Recorded data

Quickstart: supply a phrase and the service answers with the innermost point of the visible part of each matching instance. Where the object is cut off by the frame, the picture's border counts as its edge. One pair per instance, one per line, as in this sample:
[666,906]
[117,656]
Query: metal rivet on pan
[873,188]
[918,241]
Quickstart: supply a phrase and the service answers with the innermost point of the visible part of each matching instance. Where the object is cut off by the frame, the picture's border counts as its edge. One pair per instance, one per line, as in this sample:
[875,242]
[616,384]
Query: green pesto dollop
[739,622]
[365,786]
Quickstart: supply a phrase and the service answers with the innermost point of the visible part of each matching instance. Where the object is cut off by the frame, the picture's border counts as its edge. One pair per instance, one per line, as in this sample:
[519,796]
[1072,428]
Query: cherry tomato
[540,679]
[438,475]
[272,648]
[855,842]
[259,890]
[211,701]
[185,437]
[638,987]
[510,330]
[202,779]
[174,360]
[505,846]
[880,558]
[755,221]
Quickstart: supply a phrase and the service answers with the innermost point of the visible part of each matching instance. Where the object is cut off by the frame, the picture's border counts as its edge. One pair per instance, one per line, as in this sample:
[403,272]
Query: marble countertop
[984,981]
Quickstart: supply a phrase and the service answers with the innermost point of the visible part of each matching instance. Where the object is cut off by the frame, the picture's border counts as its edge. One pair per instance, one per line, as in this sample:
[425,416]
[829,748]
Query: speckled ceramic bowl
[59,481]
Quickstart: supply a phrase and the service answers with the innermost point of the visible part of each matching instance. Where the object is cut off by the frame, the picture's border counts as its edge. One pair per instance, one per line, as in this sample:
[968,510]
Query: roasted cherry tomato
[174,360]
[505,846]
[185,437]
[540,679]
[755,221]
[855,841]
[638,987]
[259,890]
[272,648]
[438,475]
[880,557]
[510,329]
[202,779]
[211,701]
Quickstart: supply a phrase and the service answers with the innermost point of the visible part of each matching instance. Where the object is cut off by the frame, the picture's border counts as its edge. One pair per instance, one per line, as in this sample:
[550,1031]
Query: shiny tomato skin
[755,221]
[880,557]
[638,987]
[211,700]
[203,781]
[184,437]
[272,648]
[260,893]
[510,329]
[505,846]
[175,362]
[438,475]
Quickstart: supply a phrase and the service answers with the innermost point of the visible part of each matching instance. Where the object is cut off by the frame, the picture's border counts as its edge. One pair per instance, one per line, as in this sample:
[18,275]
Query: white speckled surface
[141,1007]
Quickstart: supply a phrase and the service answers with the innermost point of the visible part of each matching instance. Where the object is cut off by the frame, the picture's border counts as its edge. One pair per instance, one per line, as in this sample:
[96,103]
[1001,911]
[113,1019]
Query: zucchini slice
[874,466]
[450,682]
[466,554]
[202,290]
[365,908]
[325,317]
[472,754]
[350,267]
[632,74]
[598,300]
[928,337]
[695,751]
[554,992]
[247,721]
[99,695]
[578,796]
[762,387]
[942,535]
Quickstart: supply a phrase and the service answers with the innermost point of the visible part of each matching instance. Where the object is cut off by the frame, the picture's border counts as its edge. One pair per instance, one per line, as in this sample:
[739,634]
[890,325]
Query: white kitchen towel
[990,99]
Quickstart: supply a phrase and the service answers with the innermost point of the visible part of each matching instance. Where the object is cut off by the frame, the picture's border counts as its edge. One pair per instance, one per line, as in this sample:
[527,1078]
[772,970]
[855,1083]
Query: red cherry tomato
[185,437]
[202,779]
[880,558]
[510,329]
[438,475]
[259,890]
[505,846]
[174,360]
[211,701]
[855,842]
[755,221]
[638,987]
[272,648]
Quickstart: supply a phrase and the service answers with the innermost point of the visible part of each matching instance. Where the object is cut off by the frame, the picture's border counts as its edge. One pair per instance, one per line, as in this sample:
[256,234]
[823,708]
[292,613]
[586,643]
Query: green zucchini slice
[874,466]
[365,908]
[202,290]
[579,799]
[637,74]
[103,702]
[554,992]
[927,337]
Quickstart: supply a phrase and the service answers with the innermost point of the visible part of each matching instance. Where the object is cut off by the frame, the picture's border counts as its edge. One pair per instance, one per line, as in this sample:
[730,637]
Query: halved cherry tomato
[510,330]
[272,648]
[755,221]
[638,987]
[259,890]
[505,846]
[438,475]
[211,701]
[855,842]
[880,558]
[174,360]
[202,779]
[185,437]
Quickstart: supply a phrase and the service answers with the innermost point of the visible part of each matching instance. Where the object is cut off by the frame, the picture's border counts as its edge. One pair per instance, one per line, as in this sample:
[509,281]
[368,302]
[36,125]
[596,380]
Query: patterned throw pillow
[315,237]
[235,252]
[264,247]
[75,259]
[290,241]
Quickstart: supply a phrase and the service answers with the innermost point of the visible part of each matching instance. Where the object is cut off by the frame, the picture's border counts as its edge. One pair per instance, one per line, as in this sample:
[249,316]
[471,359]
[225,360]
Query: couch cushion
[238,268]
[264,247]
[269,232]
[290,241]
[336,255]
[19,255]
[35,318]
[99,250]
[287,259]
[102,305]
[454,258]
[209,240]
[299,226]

Task statement> Select every line from the entries above that contains the word "slice", and copy each one.

Answer below>
Query: zucchini slice
Query: green zucchini slice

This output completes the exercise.